* **Text block**
┄┄┄┄┄┄┄┄┄┄┄┄┄┄┄┄┄┄┄┄
An adequate discography of Brown’s work on King, People and our special interest here – his super funked Polydor years – would span his 71 studio discs, his 14 live albums and his soundtrack efforts, but we’ll recommend you now lean towards his high powered 1970s era when he single-handedly took soul into disco and then crunched against hip hop and rap. It will be deemed invidious to say any part of Brown’s career is better than another – it’s all of a whole in the way it unravels – but his monster album The Payback (1973) is a golden masterpiece that links his past, present and future. So, time to get on the good foot. Get up!
Born in South Carolina in 1933 and then raised in Georgia, the young James Brown lived in extreme poverty. Mixed race origins including African, Chinese and Native American blood ran through his veins. After stints as a car mechanic and a janitor, Brown hooked up with early accomplice Bobby Byrd, performing gospel and R&B. The liaison span off in myriad directions – a characteristic of Brown’s whole life as an individual and a bandleader – eventually settling on the Famous Flames and made startling inroads at the Apollo Theatre in Harlem, the venue that defines James. He had his first Top 20 hit in 1963 with “Prisoner of Love” and in 1964 he left regional fame behind and achieved national prominence after upstaging the Rolling Stones on The T.A.M.I. Show (Teen Age Music International). He won his first Grammy Award thereafter thanks to the epic “Papa’s Got a Brand New Bag”; a 45rpm cut so ahead of its time as to defy categorisation.
By 1967 he was Soul Bro’ Number One. He invented hard funk on “Cold Sweat” and showed off both his arrangement skills and the dexterity of his musicians on tracks like “Give It Up Or Turn It Loose” and “Mother Popcorn” simultaneously evolving a kind of declamatory speaking-in-tongues vocal style that has often been emulated but never replicated.
┄┄┄┄┄┄┄┄┄┄┄┄┄┄┄┄┄┄┄┄
* **Given material**
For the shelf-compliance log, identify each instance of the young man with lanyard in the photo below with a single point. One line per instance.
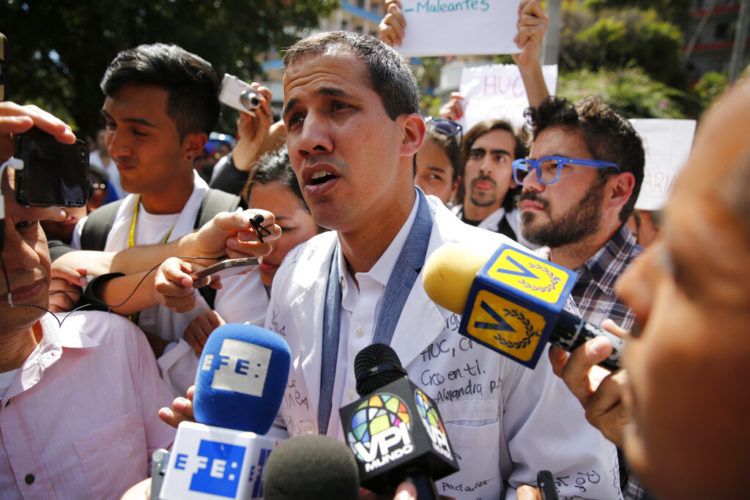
┄┄┄┄┄┄┄┄┄┄┄┄┄┄┄┄┄┄┄┄
* **What to work on**
(a) Please repeat the part of the James Brown text starting at "By 1967 he was" and ending at "but never replicated.".
(b) Name every song title in quotation marks that the James Brown text mentions.
(c) Carry the James Brown text forward from its final sentence.

* **Response list**
(a)
By 1967 he was Soul Bro’ Number One. He invented hard funk on “Cold Sweat” and showed off both his arrangement skills and the dexterity of his musicians on tracks like “Give It Up Or Turn It Loose” and “Mother Popcorn” simultaneously evolving a kind of declamatory speaking-in-tongues vocal style that has often been emulated but never replicated.

(b)
"Prisoner of Love"
"Papa’s Got a Brand New Bag"
"Cold Sweat"
"Give It Up Or Turn It Loose"
"Mother Popcorn"

(c)
New Orleans grooves and deep African rhythms enter his world as the late ‘60s fades into the raw urban grit of the 1970s, the most progressive epoch in musical history. As such he would influence artists as diverse as Sly Stone, Funkadelic/Parliament et al. and Michael Jackson, who often cited James as his ultimate idol.
The Famous Flames would metamorphose into the J.B.’s in the seventies after a dispute with previous players and the arrival of Bootsy Collins on bass and Phelps ‘Catfish’ Collins on rhythm guitar coincides with the release of a staggering run of cuts – “Super Bad”, “Get Up (I Feel Like Being A) Sex Machine”, “Soul Power”, and the startling “Give it Up, Or Turnit a Loose”.
Brown’s first long-player for Polydor is the startling Hot Pants (1971) which chronicles the current vogue for that popular female garment. The hit single of the same name gave Brown a new pop cachet, which he exploited to the max on 1972’s immaculate There It Is. Working with long-standing partners like Fred Wesley – his go-to horns man – and St. Clair Pinckney, Brown combined social realism, political comment and straight in your face lickin’ stick R&B.
“King Heroin” is an early example of a drug overview song while “Talking Loud and Saying Nothing Part 1” features a revolutionary dance music breakdown used as a vocal bridge. Other notable items are everywhere but “I’m A Greedy Man’ stands tall and makes full use of the country-soul facilities provided by the Starday-King Studios in Nashville – also a reminder that Brown would often embrace country music in his own peculiar way.
1972’s Get on the Good Foot is a wonderful, sprawling double album, a real curio of the times, and yet it contains incisive moments of Brown magic in “My Part/Make It Funky”, “Get on the Good Foot” and “I Got a Bag of My Own” – soul anthems for those days that still thrill us now. We totally recommend this disc. Dancefloor gold.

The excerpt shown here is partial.